Brian Johnson, copy chief at MJL Advertising, praises the healthcare ads he thinks would have pleased the legendary Bill Bernbach

Inspired by greatnessBill Bernbach, one of the three founders of Doyle Dane Bernbach (DDB), was a legendary figure in the history of American advertising. He directed the "Think Small" campaign for Volkswagen Beetle, which is recognised by Advertising Age as the top advertising campaign of the 20th Century.

Bernbach said: "If you want to know what makes DDB ads, we have no formula. We have no formula at all. The only common denominator in our ads is that each one has a fresh idea. We present the story in a fresh and original way. Now you can be fresh in many directions. I have no rules for people. I just want them to do what comes naturally to them, but to do it in an effective way. So that they're doing their own thing, but they're doing it in a sharp and disciplined way to make it work."

With this in mind, I thought that instead of looking at poor advertising, I would choose work that I would have been proud to be involved in (and hopefully Bill would have approved of). I went up to our media department (Jane) and got her to load me up with recent healthcare journals. I looked through about 30 journals to find five ads that I like.


 

BUTRANS — Osteoarthritis

Butrans advertisement
 

Many people have tried to visualise the difficulty of getting upstairs with arthritis or angina but, in my opinion, none has pulled it off quite as well as this recent ad. The image is arresting. You want to spend longer on the page. The art director has even made a good job of making the prescribing information look neat and tidy.

On the subject of prescribing information, at an ABPI Code of Practice training day I asked Heather Simmonds what the point was of cluttering up our ads with prescribing information when nobody was ever going to read it. "It's the law," she retorted. That put me in my place and I didn't ask her any more questions.

The heady heights of success

 

ECZMOL — Infected atopic eczema

I've seen this kind of little and large image before, usually as a cat with a shadow of a lion or tiger. But I love the lilac background colours, which seem soothing and very relevant to an emollient. The headline is nice and simple and the body copy is easy to read. The double page spread helps cut the prescribing information down to size so that it doesn't impinge on the branding. I wish more clients would opt for double page spreads. If you want to big up your brand, big up your ads.

(Point-per-instance localization data)
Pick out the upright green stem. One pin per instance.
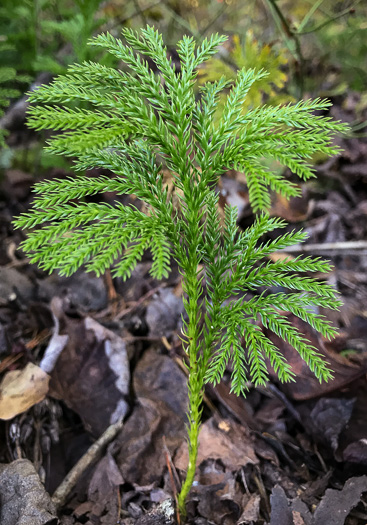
(193, 289)
(195, 386)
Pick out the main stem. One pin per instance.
(193, 290)
(195, 387)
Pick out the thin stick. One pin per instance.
(327, 247)
(62, 492)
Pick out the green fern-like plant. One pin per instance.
(142, 121)
(250, 54)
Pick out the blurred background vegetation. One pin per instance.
(310, 47)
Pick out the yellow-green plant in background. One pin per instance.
(251, 54)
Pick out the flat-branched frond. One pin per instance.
(139, 121)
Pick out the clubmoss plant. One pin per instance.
(144, 120)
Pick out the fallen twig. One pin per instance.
(62, 492)
(327, 247)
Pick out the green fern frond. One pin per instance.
(146, 119)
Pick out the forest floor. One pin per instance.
(80, 353)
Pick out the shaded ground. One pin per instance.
(103, 350)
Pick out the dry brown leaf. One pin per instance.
(21, 389)
(233, 447)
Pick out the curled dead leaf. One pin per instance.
(21, 389)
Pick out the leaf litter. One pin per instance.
(292, 453)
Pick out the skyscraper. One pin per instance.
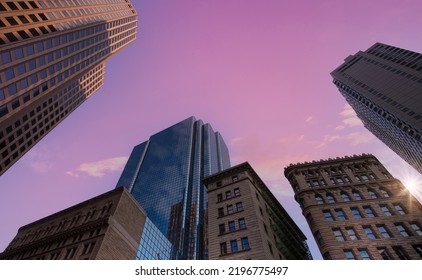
(384, 87)
(246, 221)
(165, 175)
(52, 58)
(357, 210)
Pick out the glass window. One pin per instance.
(383, 231)
(402, 230)
(352, 234)
(364, 254)
(232, 226)
(399, 209)
(348, 254)
(338, 234)
(233, 244)
(245, 243)
(356, 213)
(345, 197)
(384, 254)
(368, 211)
(328, 216)
(369, 232)
(340, 214)
(242, 223)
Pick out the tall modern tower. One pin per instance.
(165, 174)
(357, 210)
(384, 86)
(52, 58)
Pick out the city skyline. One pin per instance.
(259, 73)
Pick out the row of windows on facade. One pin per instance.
(369, 212)
(384, 253)
(384, 232)
(330, 198)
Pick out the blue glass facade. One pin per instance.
(164, 174)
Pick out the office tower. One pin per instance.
(357, 210)
(106, 227)
(52, 58)
(246, 221)
(164, 175)
(384, 87)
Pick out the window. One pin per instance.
(340, 214)
(383, 230)
(318, 238)
(369, 232)
(220, 212)
(338, 234)
(402, 230)
(242, 223)
(416, 228)
(233, 245)
(345, 197)
(222, 228)
(245, 243)
(399, 209)
(401, 253)
(319, 199)
(364, 254)
(348, 254)
(385, 210)
(369, 212)
(236, 192)
(357, 195)
(223, 248)
(384, 193)
(352, 234)
(372, 194)
(384, 254)
(232, 226)
(356, 213)
(330, 198)
(328, 216)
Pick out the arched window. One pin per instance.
(372, 194)
(345, 196)
(319, 199)
(357, 195)
(330, 198)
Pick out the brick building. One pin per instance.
(245, 220)
(356, 209)
(105, 227)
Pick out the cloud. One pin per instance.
(99, 168)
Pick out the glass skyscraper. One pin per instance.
(52, 58)
(165, 175)
(384, 87)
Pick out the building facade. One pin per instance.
(384, 87)
(106, 227)
(52, 58)
(357, 210)
(246, 221)
(165, 175)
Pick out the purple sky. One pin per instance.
(257, 71)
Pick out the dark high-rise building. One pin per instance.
(52, 58)
(357, 210)
(384, 87)
(246, 221)
(165, 175)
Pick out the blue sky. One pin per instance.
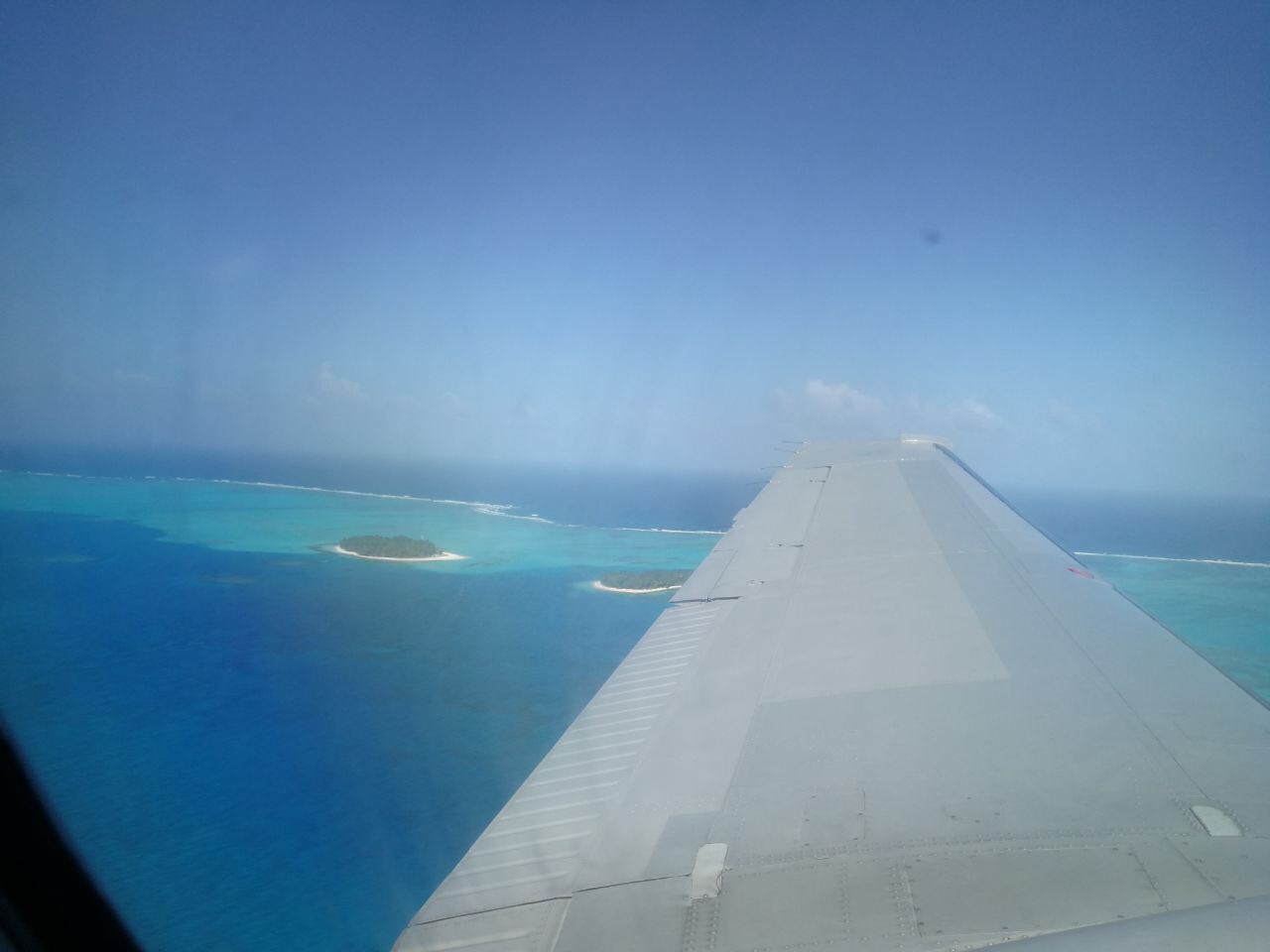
(640, 234)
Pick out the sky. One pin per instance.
(647, 235)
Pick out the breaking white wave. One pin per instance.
(500, 509)
(1170, 558)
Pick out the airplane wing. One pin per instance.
(884, 714)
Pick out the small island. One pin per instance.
(643, 583)
(394, 548)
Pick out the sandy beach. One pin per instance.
(441, 557)
(602, 587)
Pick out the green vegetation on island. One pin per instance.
(390, 546)
(647, 581)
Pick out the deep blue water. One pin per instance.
(262, 749)
(258, 753)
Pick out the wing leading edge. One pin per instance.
(885, 712)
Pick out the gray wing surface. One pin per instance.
(884, 714)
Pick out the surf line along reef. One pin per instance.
(643, 583)
(394, 548)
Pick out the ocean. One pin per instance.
(257, 744)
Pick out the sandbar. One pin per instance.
(441, 557)
(602, 587)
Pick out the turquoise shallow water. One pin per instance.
(262, 746)
(1222, 611)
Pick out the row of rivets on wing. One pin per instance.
(531, 849)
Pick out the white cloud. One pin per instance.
(835, 399)
(974, 414)
(329, 386)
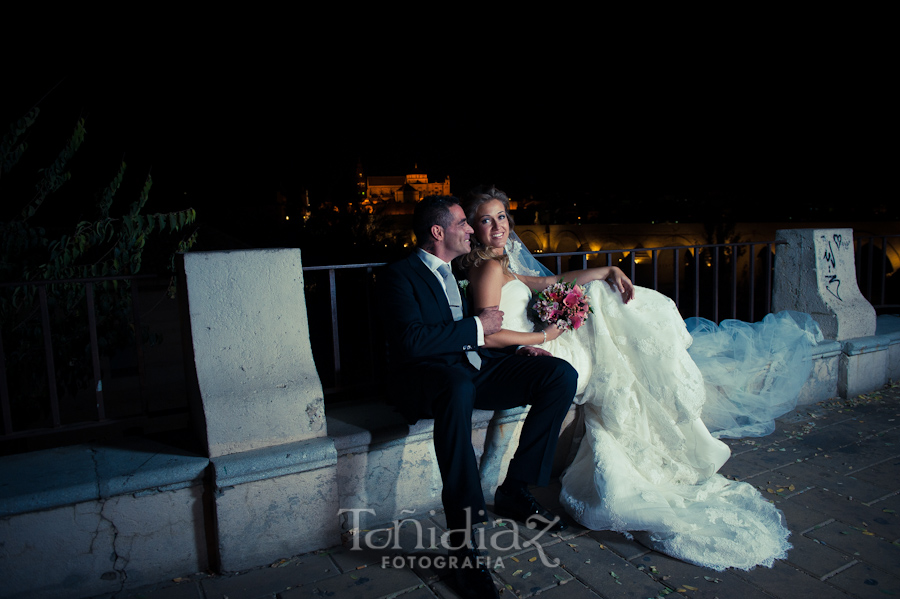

** WHAT THIS TASK INVOLVES **
In the article on healthcare ads, how many journals did the writer look through to find the five ads?

** RESPONSE AREA **
About 30 journals.